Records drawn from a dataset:
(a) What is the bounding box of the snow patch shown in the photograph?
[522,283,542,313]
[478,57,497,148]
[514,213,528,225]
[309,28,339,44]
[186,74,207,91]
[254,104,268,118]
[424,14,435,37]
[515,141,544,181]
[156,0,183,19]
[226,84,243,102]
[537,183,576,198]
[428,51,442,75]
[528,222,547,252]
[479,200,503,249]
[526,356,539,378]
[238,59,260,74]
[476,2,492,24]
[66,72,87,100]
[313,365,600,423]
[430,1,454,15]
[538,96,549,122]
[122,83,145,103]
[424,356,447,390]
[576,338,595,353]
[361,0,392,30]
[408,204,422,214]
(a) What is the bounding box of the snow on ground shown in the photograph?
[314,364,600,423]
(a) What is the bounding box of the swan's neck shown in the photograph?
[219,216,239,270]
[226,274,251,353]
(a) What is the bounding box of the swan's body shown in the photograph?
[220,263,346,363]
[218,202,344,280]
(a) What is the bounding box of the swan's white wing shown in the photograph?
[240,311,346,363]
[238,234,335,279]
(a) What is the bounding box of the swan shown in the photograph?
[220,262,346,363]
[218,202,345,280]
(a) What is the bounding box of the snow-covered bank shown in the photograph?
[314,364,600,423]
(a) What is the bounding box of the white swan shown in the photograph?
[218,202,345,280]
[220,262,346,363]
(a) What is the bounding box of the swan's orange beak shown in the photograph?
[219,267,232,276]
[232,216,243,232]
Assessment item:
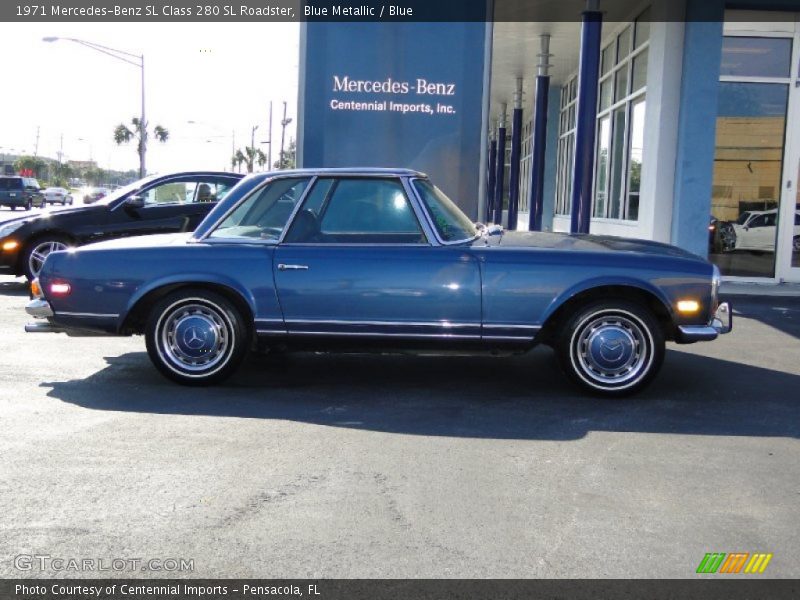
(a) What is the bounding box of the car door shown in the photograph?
[104,176,236,239]
[272,177,482,340]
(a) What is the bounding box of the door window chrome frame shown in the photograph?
[407,177,481,246]
[279,174,435,246]
[197,174,318,243]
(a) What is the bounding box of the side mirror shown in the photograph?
[125,195,145,210]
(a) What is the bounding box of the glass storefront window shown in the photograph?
[635,9,651,48]
[794,163,800,268]
[710,81,789,277]
[720,36,792,78]
[599,78,613,111]
[614,66,629,103]
[608,106,627,219]
[626,99,646,221]
[595,116,611,217]
[632,49,648,92]
[617,26,632,62]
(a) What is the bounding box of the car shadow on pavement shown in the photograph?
[42,347,800,441]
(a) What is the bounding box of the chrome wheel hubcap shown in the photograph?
[159,302,231,373]
[573,312,651,388]
[29,241,67,277]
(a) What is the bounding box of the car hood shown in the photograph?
[78,232,193,252]
[484,230,702,260]
[0,204,103,226]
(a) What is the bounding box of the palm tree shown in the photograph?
[234,149,246,173]
[256,149,267,171]
[244,147,258,173]
[113,117,169,177]
[230,154,238,172]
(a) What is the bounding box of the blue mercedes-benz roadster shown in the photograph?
[24,168,731,396]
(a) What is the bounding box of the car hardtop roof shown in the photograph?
[257,167,427,178]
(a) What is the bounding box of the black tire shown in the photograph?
[145,289,249,386]
[24,200,32,211]
[555,300,665,397]
[22,235,72,281]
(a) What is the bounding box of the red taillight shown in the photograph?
[49,282,71,296]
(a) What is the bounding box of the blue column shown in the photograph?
[541,86,561,232]
[569,9,603,234]
[528,75,550,231]
[486,136,497,223]
[671,0,725,257]
[507,80,524,230]
[493,107,507,225]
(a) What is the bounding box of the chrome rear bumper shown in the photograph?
[25,297,54,319]
[677,302,733,343]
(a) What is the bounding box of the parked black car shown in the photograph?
[0,176,45,210]
[0,171,243,280]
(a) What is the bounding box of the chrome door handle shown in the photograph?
[277,263,309,271]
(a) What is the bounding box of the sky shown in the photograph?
[0,22,299,174]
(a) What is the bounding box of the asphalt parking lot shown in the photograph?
[0,274,798,578]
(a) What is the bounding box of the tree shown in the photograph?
[233,150,246,173]
[13,155,47,179]
[50,162,74,187]
[256,149,267,171]
[113,117,169,177]
[273,138,296,170]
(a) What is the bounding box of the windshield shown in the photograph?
[94,176,158,206]
[412,179,478,242]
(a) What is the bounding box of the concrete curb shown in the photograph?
[720,282,800,297]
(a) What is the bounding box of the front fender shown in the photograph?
[540,275,676,325]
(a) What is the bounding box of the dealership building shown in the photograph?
[298,0,800,282]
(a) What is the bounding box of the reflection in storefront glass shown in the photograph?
[710,82,788,277]
[794,163,800,268]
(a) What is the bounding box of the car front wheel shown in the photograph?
[145,289,249,386]
[556,300,665,397]
[23,237,71,281]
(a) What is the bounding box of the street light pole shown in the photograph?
[43,36,146,177]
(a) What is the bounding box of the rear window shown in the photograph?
[0,178,23,191]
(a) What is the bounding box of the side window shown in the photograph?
[142,181,198,205]
[748,215,768,228]
[208,177,311,241]
[285,178,425,244]
[194,181,235,203]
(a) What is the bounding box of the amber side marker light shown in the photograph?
[30,279,42,298]
[2,240,19,251]
[677,299,701,314]
[49,282,71,296]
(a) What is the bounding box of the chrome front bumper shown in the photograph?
[677,302,733,343]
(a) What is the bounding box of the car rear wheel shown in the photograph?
[24,200,32,211]
[555,300,665,397]
[145,289,249,386]
[23,236,71,281]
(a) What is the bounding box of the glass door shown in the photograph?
[776,16,800,282]
[710,23,795,279]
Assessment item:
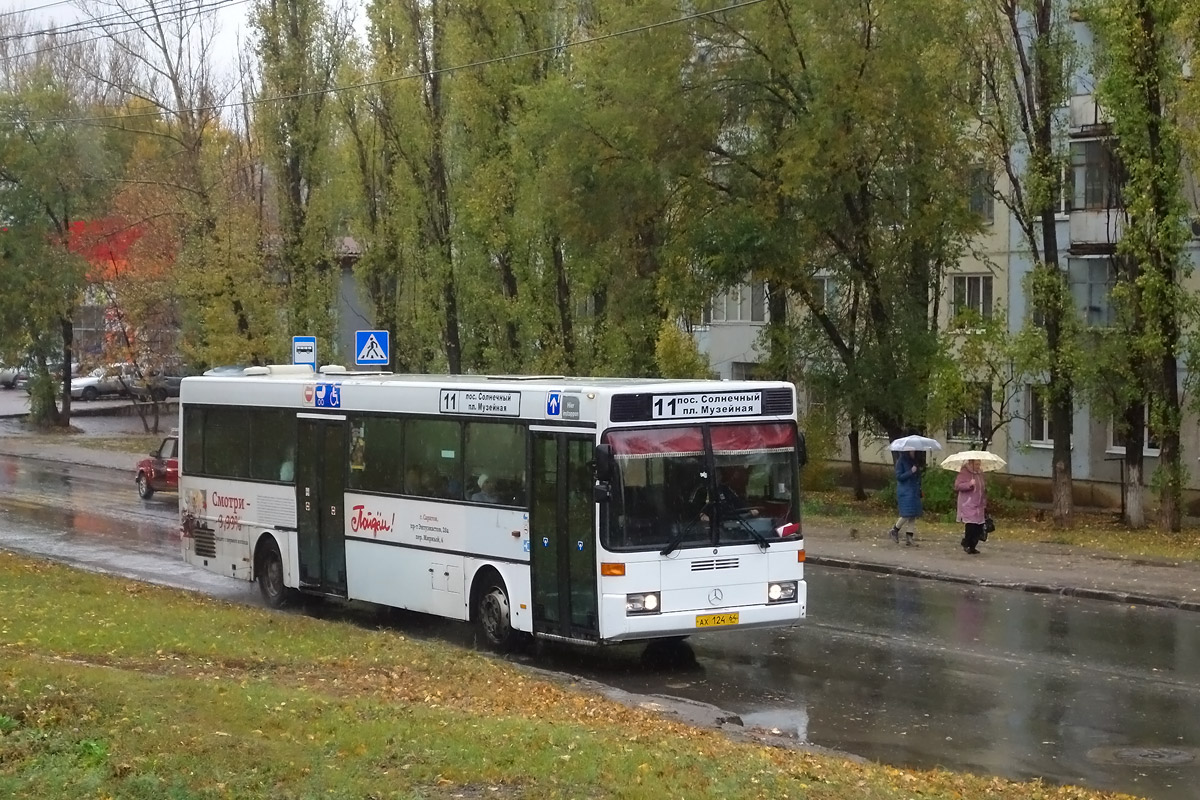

◆ Task objective
All of the data must be given again exactly, without the pictures.

◆ Result of the exercise
(a) What is the bounding box of the snow patch shown in the photograph?
[522,283,542,313]
[478,57,497,148]
[514,213,528,225]
[309,28,339,44]
[186,74,207,91]
[254,104,268,118]
[424,14,435,37]
[515,141,544,181]
[156,0,183,19]
[226,84,243,102]
[537,183,576,198]
[428,51,442,75]
[528,222,547,252]
[479,200,503,249]
[526,356,539,378]
[238,59,260,74]
[476,2,492,24]
[66,72,87,100]
[313,365,600,423]
[430,1,454,15]
[538,96,549,122]
[122,83,145,103]
[424,356,447,390]
[576,338,595,353]
[361,0,392,30]
[408,204,422,214]
(a) What is the bounding box of the snow on ground shown in the photograph?
[314,364,600,423]
(a) What is the bounding box of the swan's neck shown in the photograph?
[219,216,239,270]
[226,274,251,353]
(a) What is the bounding box of the swan's body shown in the photograph?
[220,263,346,363]
[218,202,344,280]
(a) What is the bounding box of the swan's white wing shown in the photograph?
[240,311,346,363]
[238,234,335,279]
(a) What is the bounding box of the swan shown in the photograph?
[220,262,346,363]
[218,202,345,280]
(a) What is the bounding box of the snow-covered bank shown in the photograph?
[314,364,600,423]
(a) What is the bounding box of the white swan shown in the photograph?
[218,202,345,280]
[220,262,346,363]
(a) What is the bounding box of the swan's orange beak shown in the photograph?
[219,267,232,276]
[232,216,243,232]
Assessment item:
(a) What is the bounding box of the car door shown in the photograph?
[104,176,236,239]
[272,177,482,340]
(a) What is the bounding box of the door window chrome frame shown in the photograph?
[407,177,481,246]
[279,174,435,246]
[197,174,318,243]
(a) What is the bounding box of the side mirror shown in the photograph?
[125,195,145,210]
(a) What is the bounding box of the glass storefront window shown in the photograph?
[635,9,651,48]
[794,163,800,268]
[710,81,789,277]
[720,36,792,78]
[599,78,613,111]
[614,66,629,103]
[608,106,627,219]
[626,99,646,221]
[595,116,611,217]
[632,49,648,92]
[617,26,632,62]
(a) What is the bounding box of the car shadow on pavement shown in the photograph?
[42,347,800,441]
(a) What is the bounding box of the chrome wheel hubcap shown in the photograph?
[159,302,231,373]
[573,312,651,388]
[29,241,67,277]
(a) What is the bounding box of the car hood shown in the photograph?
[78,232,193,252]
[484,230,702,260]
[0,204,103,226]
(a) What is the bounding box of the palm tree shown in the photograph?
[234,149,246,173]
[256,149,267,171]
[244,147,258,173]
[113,117,169,177]
[230,154,238,172]
(a) What is the bounding box of the blue mercedes-benz roadster shown in the photograph?
[24,168,731,396]
(a) What is the bounding box of the car hardtop roof shown in the photograph?
[257,167,427,178]
(a) What is the bounding box of the black tire shown in the photograph?
[145,289,249,386]
[24,200,32,211]
[555,300,665,397]
[22,235,72,281]
(a) What is the bounding box of the red taillight shown in the photograph?
[49,282,71,296]
(a) What is the bounding box of the blue column shown in the photograph?
[541,86,561,232]
[569,9,603,234]
[528,75,550,231]
[486,136,497,223]
[671,0,725,257]
[507,80,524,230]
[493,107,507,225]
(a) What is the bounding box of the chrome rear bumper shown in the photograph?
[25,297,54,319]
[677,302,733,343]
(a) What is the bounding box of the parked black car shown in the photograph?
[0,176,45,210]
[0,171,243,280]
(a) What is the bounding box of the chrome door handle shown in the photograph?
[277,263,309,271]
(a) What is the bounding box of the sky shown in the photograph?
[0,22,299,174]
(a) What is the bounding box of the asphalt parking lot shown in the photograph?
[0,274,798,578]
(a) What is the bounding box of the tree shown in the photograph?
[233,150,246,173]
[13,155,47,179]
[50,162,74,187]
[256,149,267,171]
[113,117,169,177]
[273,138,296,170]
(a) What is the bounding box of the windshield shown in the photograph?
[94,176,158,206]
[412,179,478,242]
(a) What is the bounding box of the concrete curb shown in the photograph?
[720,282,800,297]
(a) What is the bounding box of the front fender shown in the photograph?
[540,275,676,325]
(a) What is the bounding box of the dealership building shown in the photograph?
[298,0,800,282]
(a) What is the bounding box of the reflection in storefront glass shown in the photograph?
[710,82,788,277]
[794,163,800,268]
(a) What is the bounding box of the car front wheel shown in the photograph?
[145,289,249,386]
[556,300,665,397]
[23,237,71,281]
(a) What is the bounding box of the street light pole shown in the photograph?
[43,36,146,177]
(a) What is the bounding box of the rear window shown in the photograph?
[0,178,23,191]
(a) What is the bounding box of the side window shown in the photograph?
[142,181,198,205]
[748,215,768,228]
[208,177,311,241]
[285,178,425,244]
[194,181,235,203]
(a) What is the bounding box of the amber side marker light shown in the photograph?
[30,279,42,298]
[2,240,19,251]
[677,299,701,314]
[49,282,71,296]
(a) What is the bounding box of the chrome front bumper shown in the photograph?
[677,302,733,343]
(a) What is the bounding box of the car rear wheel shown in the photograph?
[24,200,32,211]
[555,300,665,397]
[145,289,249,386]
[23,236,71,281]
(a) What is the bounding box of the glass door shown in the photograph?
[776,16,800,282]
[710,23,795,279]
Assessment item:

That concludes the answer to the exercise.